| MATERIAL FOR THIS EXERCISE |
..........

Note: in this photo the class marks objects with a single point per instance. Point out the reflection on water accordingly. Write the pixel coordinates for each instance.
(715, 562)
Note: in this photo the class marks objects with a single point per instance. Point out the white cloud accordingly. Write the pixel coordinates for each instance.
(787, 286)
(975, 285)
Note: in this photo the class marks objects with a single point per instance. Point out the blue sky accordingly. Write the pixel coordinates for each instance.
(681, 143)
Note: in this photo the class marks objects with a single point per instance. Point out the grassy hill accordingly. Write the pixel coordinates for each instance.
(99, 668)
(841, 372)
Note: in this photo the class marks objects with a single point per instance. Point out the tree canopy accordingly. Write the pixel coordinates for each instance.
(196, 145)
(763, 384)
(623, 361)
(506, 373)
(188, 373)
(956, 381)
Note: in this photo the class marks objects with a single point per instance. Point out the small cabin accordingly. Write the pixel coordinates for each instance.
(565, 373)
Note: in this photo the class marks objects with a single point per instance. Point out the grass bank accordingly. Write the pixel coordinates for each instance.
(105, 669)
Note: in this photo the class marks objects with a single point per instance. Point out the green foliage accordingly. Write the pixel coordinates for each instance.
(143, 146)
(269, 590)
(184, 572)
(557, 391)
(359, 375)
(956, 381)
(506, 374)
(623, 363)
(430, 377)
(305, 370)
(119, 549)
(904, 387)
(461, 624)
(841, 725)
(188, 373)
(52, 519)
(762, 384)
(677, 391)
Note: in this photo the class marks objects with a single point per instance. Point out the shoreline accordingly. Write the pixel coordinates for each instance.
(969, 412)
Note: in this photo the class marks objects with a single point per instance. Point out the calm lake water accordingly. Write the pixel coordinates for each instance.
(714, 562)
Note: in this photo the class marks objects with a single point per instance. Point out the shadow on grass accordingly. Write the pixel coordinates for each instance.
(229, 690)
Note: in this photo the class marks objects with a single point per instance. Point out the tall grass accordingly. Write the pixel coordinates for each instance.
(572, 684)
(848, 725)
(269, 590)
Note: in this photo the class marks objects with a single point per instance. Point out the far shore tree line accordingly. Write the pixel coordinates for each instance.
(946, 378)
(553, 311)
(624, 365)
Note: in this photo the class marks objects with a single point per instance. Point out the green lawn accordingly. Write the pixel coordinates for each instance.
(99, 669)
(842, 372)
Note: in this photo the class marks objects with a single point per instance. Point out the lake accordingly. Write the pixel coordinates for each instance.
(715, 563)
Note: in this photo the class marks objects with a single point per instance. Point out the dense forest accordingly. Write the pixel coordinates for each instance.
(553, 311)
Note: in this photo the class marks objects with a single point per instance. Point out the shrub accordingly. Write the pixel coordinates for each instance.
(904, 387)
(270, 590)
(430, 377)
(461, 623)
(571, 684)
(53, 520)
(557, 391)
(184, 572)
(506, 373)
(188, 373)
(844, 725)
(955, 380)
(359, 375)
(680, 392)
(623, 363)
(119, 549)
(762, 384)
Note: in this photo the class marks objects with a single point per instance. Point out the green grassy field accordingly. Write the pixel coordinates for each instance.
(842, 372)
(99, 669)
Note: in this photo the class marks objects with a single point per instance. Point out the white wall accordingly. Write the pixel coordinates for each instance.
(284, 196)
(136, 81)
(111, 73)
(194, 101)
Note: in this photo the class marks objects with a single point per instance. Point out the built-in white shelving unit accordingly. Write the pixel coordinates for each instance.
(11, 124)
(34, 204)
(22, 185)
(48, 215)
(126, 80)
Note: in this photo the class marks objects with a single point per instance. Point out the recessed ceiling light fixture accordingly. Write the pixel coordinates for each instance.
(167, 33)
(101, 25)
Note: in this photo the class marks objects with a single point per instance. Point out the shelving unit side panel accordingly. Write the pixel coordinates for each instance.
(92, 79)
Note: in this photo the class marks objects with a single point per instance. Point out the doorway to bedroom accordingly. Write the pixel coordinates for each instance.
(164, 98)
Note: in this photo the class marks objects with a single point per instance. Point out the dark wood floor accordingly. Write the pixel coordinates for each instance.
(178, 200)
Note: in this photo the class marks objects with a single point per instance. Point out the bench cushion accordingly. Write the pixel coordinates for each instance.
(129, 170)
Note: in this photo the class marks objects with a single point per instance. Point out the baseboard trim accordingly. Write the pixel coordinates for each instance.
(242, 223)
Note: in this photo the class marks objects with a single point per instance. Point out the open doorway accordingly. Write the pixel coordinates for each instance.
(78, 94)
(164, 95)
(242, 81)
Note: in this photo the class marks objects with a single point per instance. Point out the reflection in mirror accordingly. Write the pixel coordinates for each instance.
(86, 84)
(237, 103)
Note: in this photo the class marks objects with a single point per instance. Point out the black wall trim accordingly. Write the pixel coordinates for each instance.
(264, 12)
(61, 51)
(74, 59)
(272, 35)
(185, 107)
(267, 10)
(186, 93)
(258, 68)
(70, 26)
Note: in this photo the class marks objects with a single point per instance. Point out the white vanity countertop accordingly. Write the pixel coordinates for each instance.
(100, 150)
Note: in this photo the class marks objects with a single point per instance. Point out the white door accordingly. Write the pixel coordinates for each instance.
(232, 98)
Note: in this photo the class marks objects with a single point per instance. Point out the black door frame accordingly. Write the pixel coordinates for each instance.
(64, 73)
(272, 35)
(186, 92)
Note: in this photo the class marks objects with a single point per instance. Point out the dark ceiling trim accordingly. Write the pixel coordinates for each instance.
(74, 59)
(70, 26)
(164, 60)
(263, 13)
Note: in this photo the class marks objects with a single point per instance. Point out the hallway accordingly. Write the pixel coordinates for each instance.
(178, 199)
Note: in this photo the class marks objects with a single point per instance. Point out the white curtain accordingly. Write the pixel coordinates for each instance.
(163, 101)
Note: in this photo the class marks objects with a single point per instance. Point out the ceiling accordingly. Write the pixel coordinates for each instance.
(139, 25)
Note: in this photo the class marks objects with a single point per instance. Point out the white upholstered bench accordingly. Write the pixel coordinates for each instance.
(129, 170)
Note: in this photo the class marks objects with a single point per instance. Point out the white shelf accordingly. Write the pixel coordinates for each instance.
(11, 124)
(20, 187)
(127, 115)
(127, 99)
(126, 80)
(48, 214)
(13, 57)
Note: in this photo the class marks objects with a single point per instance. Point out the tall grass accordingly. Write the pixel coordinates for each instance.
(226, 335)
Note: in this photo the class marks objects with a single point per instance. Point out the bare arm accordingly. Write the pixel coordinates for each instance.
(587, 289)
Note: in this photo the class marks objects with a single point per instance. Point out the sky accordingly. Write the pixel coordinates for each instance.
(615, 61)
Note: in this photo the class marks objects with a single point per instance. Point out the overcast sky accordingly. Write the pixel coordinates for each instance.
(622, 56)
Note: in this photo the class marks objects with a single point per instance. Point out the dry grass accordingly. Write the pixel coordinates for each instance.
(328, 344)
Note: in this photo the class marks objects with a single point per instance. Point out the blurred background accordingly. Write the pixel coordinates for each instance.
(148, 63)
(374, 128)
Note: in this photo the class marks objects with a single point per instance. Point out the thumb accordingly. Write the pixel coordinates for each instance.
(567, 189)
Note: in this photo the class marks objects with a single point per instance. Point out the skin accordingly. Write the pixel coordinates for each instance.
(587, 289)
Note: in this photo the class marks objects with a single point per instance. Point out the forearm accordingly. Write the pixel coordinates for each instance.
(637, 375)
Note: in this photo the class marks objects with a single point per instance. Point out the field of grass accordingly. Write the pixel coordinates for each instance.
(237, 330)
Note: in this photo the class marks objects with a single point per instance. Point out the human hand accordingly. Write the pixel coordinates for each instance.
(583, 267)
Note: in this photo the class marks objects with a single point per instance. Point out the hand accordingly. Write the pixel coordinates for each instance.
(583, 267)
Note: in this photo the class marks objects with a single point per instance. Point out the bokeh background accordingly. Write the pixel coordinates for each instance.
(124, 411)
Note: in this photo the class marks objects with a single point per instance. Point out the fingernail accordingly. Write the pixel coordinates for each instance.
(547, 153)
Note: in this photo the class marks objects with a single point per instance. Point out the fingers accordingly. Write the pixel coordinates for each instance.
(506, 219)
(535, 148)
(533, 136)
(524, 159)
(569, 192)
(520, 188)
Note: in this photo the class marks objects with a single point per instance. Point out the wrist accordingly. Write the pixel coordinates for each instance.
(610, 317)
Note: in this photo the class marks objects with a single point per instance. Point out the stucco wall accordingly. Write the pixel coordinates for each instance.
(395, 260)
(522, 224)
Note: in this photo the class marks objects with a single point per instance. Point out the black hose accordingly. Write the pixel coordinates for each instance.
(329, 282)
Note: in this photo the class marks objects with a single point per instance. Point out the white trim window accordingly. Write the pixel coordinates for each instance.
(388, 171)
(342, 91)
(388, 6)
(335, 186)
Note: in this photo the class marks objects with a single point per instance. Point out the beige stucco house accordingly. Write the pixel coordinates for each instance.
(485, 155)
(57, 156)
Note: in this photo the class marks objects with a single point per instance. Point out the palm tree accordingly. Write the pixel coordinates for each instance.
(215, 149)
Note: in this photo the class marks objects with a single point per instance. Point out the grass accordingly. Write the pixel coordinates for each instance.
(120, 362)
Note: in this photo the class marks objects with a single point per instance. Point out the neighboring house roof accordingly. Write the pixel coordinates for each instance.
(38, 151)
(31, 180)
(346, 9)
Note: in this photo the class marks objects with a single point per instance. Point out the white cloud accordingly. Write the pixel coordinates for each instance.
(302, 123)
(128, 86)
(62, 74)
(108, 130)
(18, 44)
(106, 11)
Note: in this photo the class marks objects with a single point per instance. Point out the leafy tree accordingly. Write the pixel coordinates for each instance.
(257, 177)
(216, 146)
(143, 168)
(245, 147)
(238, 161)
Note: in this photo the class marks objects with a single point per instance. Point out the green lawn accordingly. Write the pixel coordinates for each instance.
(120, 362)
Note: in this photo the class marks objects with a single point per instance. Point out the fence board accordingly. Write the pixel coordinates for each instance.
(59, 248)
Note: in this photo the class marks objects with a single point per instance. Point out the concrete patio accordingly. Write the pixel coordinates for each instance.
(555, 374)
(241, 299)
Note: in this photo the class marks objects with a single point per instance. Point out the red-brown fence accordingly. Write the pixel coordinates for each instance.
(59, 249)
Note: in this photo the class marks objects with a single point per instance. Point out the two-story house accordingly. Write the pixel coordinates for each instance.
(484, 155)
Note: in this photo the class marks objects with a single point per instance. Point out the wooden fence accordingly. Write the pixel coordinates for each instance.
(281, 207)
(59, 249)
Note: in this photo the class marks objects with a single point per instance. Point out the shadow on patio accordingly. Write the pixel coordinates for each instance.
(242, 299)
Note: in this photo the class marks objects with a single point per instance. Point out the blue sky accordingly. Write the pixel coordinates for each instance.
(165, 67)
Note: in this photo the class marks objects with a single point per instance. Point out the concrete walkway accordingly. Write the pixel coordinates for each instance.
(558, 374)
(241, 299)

..........

| WHAT YOU SHOULD DO |
Locate "out the red-brown" in the material, then quote the line that contains it and all lines after it through the final one.

| EXERCISE SOLUTION |
Note: in this photo the class marks objects with a single point per instance. Point out the red-brown fence accordingly. Write the pixel coordinates for each instance.
(59, 249)
Note: in this photo the class marks objects with a single point per instance. Point out the two-story house accordingly. Write the pixel coordinates for each instance.
(484, 155)
Note: in this photo the class marks objects with a single point per instance. Point out the wooden fence accordingly. Write the pixel coordinates for each instance.
(281, 207)
(59, 249)
Note: in this photo the class marks objects with a single point per instance. Point out the shadow on patio accordingly. Write the pixel coordinates for each instance.
(242, 299)
Note: in this photo the class marks objects with a single point per instance. Point out the blue sky accordingly. Write the pixel coordinates for each instance.
(165, 67)
Note: in this photo the class marks objects with a single point per instance. Point out the concrete walkway accordingly. Write the pixel coordinates for each instance.
(558, 374)
(241, 299)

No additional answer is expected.